■ **Problem**: Look through the records that follow. Copy every line containing the word "phrase".

Top of Dataset entries

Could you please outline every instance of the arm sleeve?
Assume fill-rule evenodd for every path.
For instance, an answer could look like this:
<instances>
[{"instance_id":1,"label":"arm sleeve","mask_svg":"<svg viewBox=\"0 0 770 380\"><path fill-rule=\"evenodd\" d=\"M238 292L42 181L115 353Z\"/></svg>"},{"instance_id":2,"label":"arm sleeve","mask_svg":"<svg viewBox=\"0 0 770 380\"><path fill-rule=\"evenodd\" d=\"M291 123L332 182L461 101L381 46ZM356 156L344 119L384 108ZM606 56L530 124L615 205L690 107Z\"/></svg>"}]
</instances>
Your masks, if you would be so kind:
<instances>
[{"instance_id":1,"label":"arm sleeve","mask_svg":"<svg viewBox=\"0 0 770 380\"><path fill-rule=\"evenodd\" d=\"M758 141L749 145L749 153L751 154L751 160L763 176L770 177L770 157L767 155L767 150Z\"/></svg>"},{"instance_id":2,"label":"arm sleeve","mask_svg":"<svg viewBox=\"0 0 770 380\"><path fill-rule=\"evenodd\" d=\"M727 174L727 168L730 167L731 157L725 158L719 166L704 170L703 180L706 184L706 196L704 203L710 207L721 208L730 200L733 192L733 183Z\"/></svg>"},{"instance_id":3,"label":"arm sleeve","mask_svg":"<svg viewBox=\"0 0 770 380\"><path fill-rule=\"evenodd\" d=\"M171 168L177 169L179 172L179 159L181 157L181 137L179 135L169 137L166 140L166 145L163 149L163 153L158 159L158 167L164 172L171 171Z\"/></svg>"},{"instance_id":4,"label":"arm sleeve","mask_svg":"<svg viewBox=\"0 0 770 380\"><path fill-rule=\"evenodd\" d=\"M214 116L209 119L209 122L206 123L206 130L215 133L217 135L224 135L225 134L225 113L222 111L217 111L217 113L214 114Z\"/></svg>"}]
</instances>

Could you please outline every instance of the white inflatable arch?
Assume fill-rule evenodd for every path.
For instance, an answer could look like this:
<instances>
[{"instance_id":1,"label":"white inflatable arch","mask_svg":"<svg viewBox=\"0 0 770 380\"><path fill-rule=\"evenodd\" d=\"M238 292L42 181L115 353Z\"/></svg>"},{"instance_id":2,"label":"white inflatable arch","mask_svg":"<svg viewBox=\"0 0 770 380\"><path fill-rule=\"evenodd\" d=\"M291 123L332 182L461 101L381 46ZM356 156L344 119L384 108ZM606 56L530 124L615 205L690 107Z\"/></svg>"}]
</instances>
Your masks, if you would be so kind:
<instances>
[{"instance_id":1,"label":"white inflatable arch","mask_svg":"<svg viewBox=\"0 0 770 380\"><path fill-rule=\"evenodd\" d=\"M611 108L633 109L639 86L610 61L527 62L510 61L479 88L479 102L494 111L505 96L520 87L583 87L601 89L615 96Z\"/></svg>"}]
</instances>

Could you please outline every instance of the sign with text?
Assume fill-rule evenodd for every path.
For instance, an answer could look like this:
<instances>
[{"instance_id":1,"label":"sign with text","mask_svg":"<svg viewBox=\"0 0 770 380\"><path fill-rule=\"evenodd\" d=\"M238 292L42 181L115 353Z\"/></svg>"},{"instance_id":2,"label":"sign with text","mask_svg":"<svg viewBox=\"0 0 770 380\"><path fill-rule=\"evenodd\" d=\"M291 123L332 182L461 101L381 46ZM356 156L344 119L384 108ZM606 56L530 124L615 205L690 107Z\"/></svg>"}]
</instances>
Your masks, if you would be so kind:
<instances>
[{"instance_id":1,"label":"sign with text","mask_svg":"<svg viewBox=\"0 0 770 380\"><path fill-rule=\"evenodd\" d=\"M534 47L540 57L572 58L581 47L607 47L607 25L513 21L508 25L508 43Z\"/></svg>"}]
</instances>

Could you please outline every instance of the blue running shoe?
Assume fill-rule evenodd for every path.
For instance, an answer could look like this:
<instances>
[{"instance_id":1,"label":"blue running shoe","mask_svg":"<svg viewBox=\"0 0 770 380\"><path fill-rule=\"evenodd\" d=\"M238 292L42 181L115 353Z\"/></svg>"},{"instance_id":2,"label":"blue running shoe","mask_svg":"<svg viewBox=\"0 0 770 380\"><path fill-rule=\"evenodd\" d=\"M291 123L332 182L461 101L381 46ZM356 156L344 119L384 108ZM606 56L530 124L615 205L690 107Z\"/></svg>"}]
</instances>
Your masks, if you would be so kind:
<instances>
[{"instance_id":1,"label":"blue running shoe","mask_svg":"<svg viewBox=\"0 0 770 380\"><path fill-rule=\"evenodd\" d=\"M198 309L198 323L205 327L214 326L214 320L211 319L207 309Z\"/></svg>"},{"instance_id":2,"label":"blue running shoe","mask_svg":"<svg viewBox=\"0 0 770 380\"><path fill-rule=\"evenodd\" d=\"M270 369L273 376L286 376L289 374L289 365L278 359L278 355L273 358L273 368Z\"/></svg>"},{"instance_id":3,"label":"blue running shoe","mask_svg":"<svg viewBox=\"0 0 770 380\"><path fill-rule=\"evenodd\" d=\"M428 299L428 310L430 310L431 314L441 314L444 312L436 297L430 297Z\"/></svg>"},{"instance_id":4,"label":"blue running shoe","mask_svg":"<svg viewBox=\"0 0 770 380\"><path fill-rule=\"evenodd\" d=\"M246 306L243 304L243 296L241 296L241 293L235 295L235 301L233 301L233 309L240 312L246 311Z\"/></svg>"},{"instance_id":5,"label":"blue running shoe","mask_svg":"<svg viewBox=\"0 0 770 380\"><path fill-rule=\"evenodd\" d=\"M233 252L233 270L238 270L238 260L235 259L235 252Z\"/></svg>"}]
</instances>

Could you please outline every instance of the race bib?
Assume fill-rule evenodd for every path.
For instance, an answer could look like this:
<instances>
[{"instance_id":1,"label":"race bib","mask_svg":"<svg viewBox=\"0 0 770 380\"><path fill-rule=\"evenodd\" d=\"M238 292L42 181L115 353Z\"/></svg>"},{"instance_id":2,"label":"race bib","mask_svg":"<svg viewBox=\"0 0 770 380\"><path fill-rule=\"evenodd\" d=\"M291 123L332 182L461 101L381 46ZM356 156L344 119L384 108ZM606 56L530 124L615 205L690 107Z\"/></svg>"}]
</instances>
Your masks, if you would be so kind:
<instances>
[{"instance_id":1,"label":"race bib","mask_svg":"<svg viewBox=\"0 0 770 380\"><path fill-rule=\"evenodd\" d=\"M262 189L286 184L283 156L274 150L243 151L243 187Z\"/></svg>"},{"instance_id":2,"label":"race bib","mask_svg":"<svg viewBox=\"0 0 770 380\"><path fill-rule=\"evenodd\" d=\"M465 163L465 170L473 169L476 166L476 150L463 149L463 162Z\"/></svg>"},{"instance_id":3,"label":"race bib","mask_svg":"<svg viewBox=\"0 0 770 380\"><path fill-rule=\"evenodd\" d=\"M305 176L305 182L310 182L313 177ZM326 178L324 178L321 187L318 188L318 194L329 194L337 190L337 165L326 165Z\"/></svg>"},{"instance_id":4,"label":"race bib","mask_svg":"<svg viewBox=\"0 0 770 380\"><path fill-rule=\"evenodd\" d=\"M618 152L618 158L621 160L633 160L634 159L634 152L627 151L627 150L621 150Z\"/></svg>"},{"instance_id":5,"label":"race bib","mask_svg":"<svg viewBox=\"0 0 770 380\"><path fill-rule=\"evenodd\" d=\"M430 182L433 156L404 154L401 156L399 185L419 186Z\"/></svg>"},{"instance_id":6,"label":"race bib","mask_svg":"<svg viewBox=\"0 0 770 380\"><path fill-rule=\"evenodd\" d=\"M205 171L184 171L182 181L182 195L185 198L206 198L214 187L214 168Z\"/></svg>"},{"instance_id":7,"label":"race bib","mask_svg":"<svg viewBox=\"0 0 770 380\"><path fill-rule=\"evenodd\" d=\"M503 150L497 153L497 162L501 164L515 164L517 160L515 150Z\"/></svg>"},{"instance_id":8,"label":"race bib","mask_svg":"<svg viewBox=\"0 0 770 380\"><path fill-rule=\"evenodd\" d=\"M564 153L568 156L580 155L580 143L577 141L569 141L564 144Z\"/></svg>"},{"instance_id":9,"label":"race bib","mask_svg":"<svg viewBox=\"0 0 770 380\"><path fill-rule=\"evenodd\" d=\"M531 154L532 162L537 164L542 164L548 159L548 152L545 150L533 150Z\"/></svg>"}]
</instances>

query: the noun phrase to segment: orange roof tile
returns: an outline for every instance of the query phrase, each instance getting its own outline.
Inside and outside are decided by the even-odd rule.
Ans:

Bottom of Dataset entries

■ **Reply to the exercise**:
query: the noun phrase to segment: orange roof tile
returns: an outline for every instance of the query phrase, each instance getting its own outline.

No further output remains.